** WRITTEN REQUEST A **
Rewrite the entries below, changing "small boat" to "rowboat" wherever it occurs and leaving everything else unchanged.

** EXCERPTED PASSAGE **
--*--

When a segment is made known to a process by segment number "s," its attributes are not placed in SDW(s) of the descriptor segment of that process. SDW(s) having been initialized with the missing segment switch ON, the first reference in this process to that segment by segment number "s" will cause the processor to generate a trap. In Multics this trap is called a "missing segment fault" and transfers control to a supervisor module called the segment fault handler.

8.3 The Segment Fault Handler

When a missing segment fault occurs, control is passed to the segment fault handler to store the proper segment attributes in the appropriate SDW and set the missing segment switch OFF in the SDW.

These attributes, as shown in Figure 3, consist of the page table address, the length of the segment, and the access rights of the user with respect to the segment. The information initially available to the supervisor upon occurrence of a missing segment fault is the segment number "s".

The only place where the needed attributes can be found is in the branch of the segment. Using the segment number "s", the supervisor can locate the KST entry associated with the faulting segment; it can then find the required branch since a pointer to the branch has been stored in the KST entry when the segment was made known to this process (Section 8.2).

Using the active switch (Figure 5) in the branch, the supervisor determines whether there is a page table for this segment. Recall that this switch was initialized in the branch at segment creation time. If there is no page table, one must be constructed. A portion of core memory is permanently reserved for page tables. All page tables are of the same length and the number of page tables is determined at system initialization.

--*--

(Excerpts of pointing data)

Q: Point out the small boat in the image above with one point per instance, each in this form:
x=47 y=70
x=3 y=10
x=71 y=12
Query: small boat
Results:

--*--

** WRITTEN REQUEST B **
Repeat the passage on the segment fault handler word for word, starting at "8.3 The Segment" and ending at "in the SDW.".

** FULL OUTPUT A **
Q: Point out the rowboat in the image above with one point per instance, each in this form:
x=47 y=70
x=3 y=10
x=71 y=12
Query: rowboat
Results:

** FULL OUTPUT B **
8.3 The Segment Fault Handler

When a missing segment fault occurs, control is passed to the segment fault handler to store the proper segment attributes in the appropriate SDW and set the missing segment switch OFF in the SDW.